▸ **LISTED RECORDS**:
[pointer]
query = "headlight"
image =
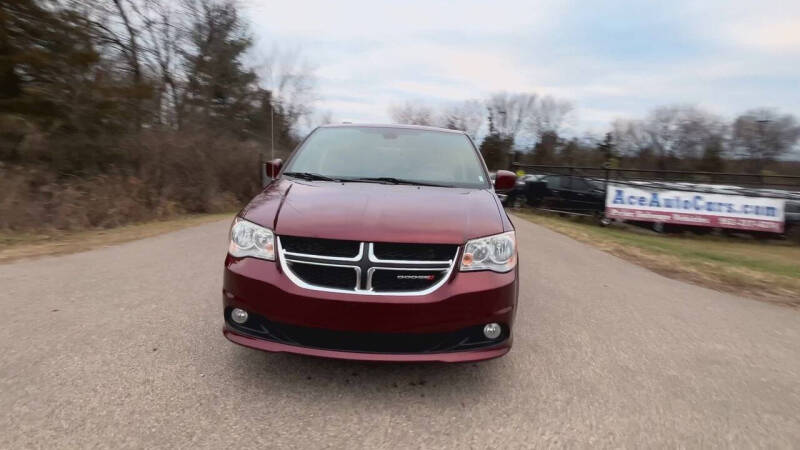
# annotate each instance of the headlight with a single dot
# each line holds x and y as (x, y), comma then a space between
(497, 253)
(249, 239)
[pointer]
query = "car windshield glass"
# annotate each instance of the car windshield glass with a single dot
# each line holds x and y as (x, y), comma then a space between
(410, 155)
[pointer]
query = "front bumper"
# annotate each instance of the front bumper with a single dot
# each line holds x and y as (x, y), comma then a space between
(440, 326)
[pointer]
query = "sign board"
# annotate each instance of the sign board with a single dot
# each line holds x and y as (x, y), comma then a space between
(705, 209)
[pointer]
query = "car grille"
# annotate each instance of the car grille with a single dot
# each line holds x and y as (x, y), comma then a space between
(404, 280)
(365, 342)
(366, 267)
(327, 247)
(413, 252)
(332, 276)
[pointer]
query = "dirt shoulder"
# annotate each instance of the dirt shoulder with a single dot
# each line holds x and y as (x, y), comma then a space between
(18, 245)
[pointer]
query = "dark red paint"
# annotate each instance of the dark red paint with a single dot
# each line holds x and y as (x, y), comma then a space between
(371, 212)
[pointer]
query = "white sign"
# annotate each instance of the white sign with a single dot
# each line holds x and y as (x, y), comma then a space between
(706, 209)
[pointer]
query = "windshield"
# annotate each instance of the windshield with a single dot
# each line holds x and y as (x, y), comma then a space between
(423, 156)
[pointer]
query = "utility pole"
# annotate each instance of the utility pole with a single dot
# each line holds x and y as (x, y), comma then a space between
(272, 129)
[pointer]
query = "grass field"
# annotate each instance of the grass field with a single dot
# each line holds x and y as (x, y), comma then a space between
(767, 271)
(16, 245)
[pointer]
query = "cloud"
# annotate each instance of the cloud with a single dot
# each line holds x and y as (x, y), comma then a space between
(611, 58)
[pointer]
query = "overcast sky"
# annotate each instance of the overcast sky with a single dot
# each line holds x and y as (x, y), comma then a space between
(612, 59)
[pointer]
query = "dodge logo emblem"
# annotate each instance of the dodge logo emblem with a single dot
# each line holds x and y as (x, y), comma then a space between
(415, 277)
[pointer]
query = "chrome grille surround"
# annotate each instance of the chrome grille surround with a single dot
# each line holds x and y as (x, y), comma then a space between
(365, 263)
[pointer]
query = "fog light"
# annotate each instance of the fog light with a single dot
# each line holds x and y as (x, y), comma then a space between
(492, 331)
(240, 316)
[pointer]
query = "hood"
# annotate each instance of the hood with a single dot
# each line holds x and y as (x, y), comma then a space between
(376, 212)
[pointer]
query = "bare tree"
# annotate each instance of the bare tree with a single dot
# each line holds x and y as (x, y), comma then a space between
(411, 113)
(630, 137)
(681, 131)
(764, 135)
(467, 116)
(510, 113)
(549, 115)
(292, 81)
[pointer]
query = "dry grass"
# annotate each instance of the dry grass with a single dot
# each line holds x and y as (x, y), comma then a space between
(18, 245)
(768, 271)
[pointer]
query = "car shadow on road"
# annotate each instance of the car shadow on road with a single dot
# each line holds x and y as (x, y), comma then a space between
(309, 374)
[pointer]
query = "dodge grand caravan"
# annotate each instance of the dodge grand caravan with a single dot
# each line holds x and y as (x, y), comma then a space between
(380, 243)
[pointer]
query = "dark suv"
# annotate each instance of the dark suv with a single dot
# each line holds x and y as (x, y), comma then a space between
(379, 243)
(567, 193)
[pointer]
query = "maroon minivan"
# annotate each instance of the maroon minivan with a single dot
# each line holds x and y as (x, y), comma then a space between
(379, 243)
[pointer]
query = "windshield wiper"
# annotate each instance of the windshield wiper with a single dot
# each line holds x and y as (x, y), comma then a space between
(393, 180)
(310, 176)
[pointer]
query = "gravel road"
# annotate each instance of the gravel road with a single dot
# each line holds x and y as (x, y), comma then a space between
(121, 347)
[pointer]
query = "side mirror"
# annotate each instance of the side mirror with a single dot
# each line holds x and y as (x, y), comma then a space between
(505, 180)
(271, 170)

▸ **PROBLEM TO WORK ON**: Would you please retype the material above exactly and leave out each picture?

▸ **EXERCISE RESPONSE**:
[pointer]
query = "headlight"
image =
# annotate each instance of the headlight with a single dot
# each line holds x and y as (x, y), comma then a space between
(497, 253)
(249, 239)
[pointer]
query = "car windshield glass"
# annotate each instance of the car windshield glass with a single dot
# each line holds x and y as (x, y), comma then a space between
(410, 155)
[pointer]
query = "front bumper"
# annotate each instance of the front bumper with a single dot
# each line holds x and y as (x, y), comma then a space between
(440, 326)
[pointer]
query = "sign board"
# annotate each instance of the sign board with a single dot
# each line holds x and y as (x, y), comma then a space between
(705, 209)
[pointer]
query = "car grille"
# annotate each instance of the car grille with a single dot
# each line holds x and y as (x, y), comma then a space between
(404, 280)
(365, 342)
(366, 267)
(327, 247)
(413, 252)
(332, 276)
[pointer]
query = "dirt shoulder"
# annotate each instance of the dirt shoulder with a single dot
# each line holds x and y as (x, y), comma then a space between
(18, 245)
[pointer]
query = "dark red paint"
# annotate each instance of the dark red paint with a single dot
# each line holds x and y as (x, y), comma then a space between
(371, 212)
[pointer]
query = "white sign"
# annotate each instance of the white sign with a single dot
# each line holds x and y as (x, y), comma then a space between
(706, 209)
[pointer]
query = "windshield"
# annotate each instance of the windshield with a single dot
# each line holds x and y as (x, y), comma then a space between
(423, 156)
[pointer]
query = "utility pole"
# annotate each instance of the utility pole with a single dot
# each line holds x and y as (x, y), comma then a space between
(272, 129)
[pointer]
query = "grass field"
# annotate each instance of the grass field with a single dot
# each line holds x and y as (x, y), comma then a space between
(767, 271)
(16, 245)
[pointer]
query = "cloud"
# annotate each instance of the cloud with a single dot
# each line holds x and y as (x, y), comma then a space between
(611, 58)
[pointer]
query = "overcast sky"
# annotate each instance of the overcast sky with a single dot
# each line holds x and y as (x, y), comma then a space between
(612, 59)
[pointer]
query = "dodge logo emblem"
# annotate each instance of the dodge logo emblem with a single dot
# each line holds x and y as (x, y), comma then a space between
(415, 277)
[pointer]
query = "chrome grille surround"
# annotate each instance of the chrome grille surround with a single dot
# each line holds x and y as (x, y), comma then a space between
(365, 263)
[pointer]
query = "fog light"
# annotate each instance of the fog light with a single dot
# each line holds x and y as (x, y), comma then a space between
(492, 331)
(240, 316)
[pointer]
query = "hood"
# annotate each instance of the hood with a single dot
# each line holds x and y as (x, y), comma then a space between
(376, 212)
[pointer]
query = "bare tree"
# annotate each instance of the bare tree with a single dot
# each line holds x and y as (x, y), comma then a space between
(411, 113)
(630, 137)
(681, 131)
(764, 135)
(467, 116)
(510, 113)
(549, 115)
(292, 81)
[pointer]
query = "dry grass"
# annotate each instance of the dry grass with a single dot
# each line holds x and y as (x, y), comma then a space between
(18, 245)
(768, 271)
[pointer]
query = "car shadow on road"
# annotate each instance of the car shadow on road with a single dot
# each line holds x and y as (x, y), comma then a space between
(309, 374)
[pointer]
query = "dodge grand caravan"
# annotate each instance of the dodge grand caravan with a single dot
# each line holds x and y as (x, y), comma then a space between
(380, 243)
[pointer]
query = "dark suv"
# annotate each instance of the dark suv with a single dot
# each line holds x and y as (x, y), comma then a space between
(379, 243)
(567, 193)
[pointer]
query = "maroon minivan"
# annotate each instance of the maroon minivan with a single dot
# each line holds x and y as (x, y), comma then a space between
(379, 243)
[pointer]
query = "windshield wiper"
# annotate each instance of the windshield wiper with a single dot
# each line holds x and y as (x, y), comma then a space between
(393, 180)
(310, 176)
[pointer]
query = "gravel road"
# annotate each instance of the gravel road with a single dot
# each line holds x and y as (x, y), comma then a space between
(121, 347)
[pointer]
query = "side mirror"
# annotate each instance of the side mirror with a single dot
# each line holds x and y as (x, y), comma then a space between
(505, 180)
(271, 170)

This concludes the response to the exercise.